_REQUIRED ACTION_
Copy the records exactly. Every line must match.

(Natural language region descriptions)
----------

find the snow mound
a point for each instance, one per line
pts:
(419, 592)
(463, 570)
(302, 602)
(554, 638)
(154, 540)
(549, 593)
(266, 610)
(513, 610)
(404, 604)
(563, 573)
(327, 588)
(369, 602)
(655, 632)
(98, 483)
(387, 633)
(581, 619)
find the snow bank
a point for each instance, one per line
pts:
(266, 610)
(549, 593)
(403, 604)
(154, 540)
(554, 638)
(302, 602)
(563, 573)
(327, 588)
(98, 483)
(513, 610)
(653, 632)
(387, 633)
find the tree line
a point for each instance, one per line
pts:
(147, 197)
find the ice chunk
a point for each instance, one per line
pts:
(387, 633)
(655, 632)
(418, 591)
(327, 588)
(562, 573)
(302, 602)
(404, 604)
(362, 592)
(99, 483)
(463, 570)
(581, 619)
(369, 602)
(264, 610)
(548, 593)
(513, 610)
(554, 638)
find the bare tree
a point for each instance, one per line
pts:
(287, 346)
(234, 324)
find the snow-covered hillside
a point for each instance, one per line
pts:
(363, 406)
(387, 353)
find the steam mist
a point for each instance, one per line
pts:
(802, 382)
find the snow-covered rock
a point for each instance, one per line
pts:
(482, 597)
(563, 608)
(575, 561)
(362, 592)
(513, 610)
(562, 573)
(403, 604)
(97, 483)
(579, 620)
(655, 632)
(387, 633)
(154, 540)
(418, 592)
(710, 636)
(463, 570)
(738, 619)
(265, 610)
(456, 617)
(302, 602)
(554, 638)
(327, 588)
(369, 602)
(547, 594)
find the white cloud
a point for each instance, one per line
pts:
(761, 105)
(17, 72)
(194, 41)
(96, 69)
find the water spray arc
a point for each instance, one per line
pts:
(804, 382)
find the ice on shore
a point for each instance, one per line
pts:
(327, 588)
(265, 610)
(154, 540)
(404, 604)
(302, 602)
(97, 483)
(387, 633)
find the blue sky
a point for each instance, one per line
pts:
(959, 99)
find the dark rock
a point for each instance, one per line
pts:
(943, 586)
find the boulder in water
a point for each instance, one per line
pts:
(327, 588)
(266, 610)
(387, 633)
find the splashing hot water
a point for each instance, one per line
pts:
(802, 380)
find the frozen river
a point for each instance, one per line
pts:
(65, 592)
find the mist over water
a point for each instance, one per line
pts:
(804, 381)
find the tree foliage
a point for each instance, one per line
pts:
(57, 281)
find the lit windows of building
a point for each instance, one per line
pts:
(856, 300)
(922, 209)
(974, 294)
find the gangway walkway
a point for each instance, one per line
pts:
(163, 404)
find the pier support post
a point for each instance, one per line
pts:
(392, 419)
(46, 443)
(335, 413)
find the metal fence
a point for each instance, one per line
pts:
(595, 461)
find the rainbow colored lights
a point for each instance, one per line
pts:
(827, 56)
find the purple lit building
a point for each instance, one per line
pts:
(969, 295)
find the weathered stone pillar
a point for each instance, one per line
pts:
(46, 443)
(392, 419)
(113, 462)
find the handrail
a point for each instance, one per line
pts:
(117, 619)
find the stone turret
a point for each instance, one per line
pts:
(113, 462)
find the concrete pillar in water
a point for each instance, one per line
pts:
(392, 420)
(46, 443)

----------

_EXPECTED ANSWER_
find the snow mound
a point for each instance, one per line
pts:
(419, 592)
(463, 570)
(302, 602)
(554, 638)
(154, 540)
(549, 593)
(266, 610)
(513, 610)
(404, 604)
(563, 573)
(327, 588)
(369, 602)
(655, 632)
(98, 483)
(387, 633)
(581, 619)
find the snow bank
a point for each instance, one per line
pts:
(266, 610)
(549, 593)
(403, 604)
(154, 540)
(554, 638)
(302, 602)
(563, 573)
(327, 588)
(98, 483)
(513, 610)
(653, 632)
(387, 633)
find the tree line
a point for each instance, one per line
pts:
(147, 197)
find the ice chunk
a point for each instance, one per line
pts:
(387, 633)
(655, 632)
(418, 591)
(327, 588)
(562, 573)
(302, 602)
(404, 604)
(362, 592)
(99, 483)
(463, 570)
(581, 619)
(369, 602)
(264, 610)
(548, 593)
(513, 610)
(554, 638)
find the bare tree
a point for each instance, one per line
pts:
(287, 346)
(234, 324)
find the snow-covered hillside
a point for each instance, one per line
pts:
(363, 406)
(387, 353)
find the steam mist
a point for each instance, one per line
pts:
(802, 382)
find the snow-covered rock
a point for each instance, one per line
pts:
(482, 597)
(563, 608)
(575, 561)
(362, 592)
(513, 610)
(562, 573)
(403, 604)
(97, 483)
(579, 620)
(655, 632)
(387, 633)
(154, 540)
(418, 592)
(710, 636)
(463, 570)
(738, 619)
(265, 610)
(456, 617)
(302, 602)
(554, 638)
(327, 588)
(369, 602)
(547, 594)
find the white cloud
a point for each instance, one per line
pts:
(761, 105)
(17, 72)
(194, 41)
(96, 69)
find the water spray arc
a point for each instance, one per line
pts:
(804, 382)
find the ice on shore
a point for each instance, one per line
pts:
(327, 588)
(265, 610)
(154, 540)
(404, 604)
(302, 602)
(97, 483)
(387, 633)
find the blue sky
a point for each instance, one per line
pts:
(959, 99)
find the dark rock
a point for each instance, one per line
pts:
(943, 586)
find the boulder in water
a point for each instance, one per line
pts:
(327, 588)
(266, 610)
(387, 633)
find the splashing hot water
a point for each instance, one per line
pts:
(802, 380)
find the frozen river
a point for each instance, one per line
pts:
(65, 592)
find the mist over water
a point for each instance, one per line
pts:
(804, 381)
find the tree foliage
a point for each instance, one per line
pts:
(57, 281)
find the lit windows of building
a point for each instance, one per line
pts:
(856, 300)
(922, 209)
(974, 294)
find the gangway walkway
a point for each instance, one per line
pts:
(163, 404)
find the pier support post
a point for each instance, one per line
pts:
(392, 419)
(46, 443)
(335, 413)
find the metal fence
a point for each instance, one per line
pts:
(595, 461)
find the rainbow colored lights
a point for each instance, one per line
pts:
(827, 56)
find the purple lit building
a point for each instance, one per line
pts:
(969, 295)
find the weathered stone pillar
a point for each instance, one per line
pts:
(46, 443)
(392, 419)
(113, 462)
find the handrail
a point for each instance, one per line
pts:
(117, 619)
find the stone turret
a point for each instance, one per line
pts:
(113, 462)
find the concrete pillar in water
a point for each instance, one per line
pts:
(392, 420)
(46, 443)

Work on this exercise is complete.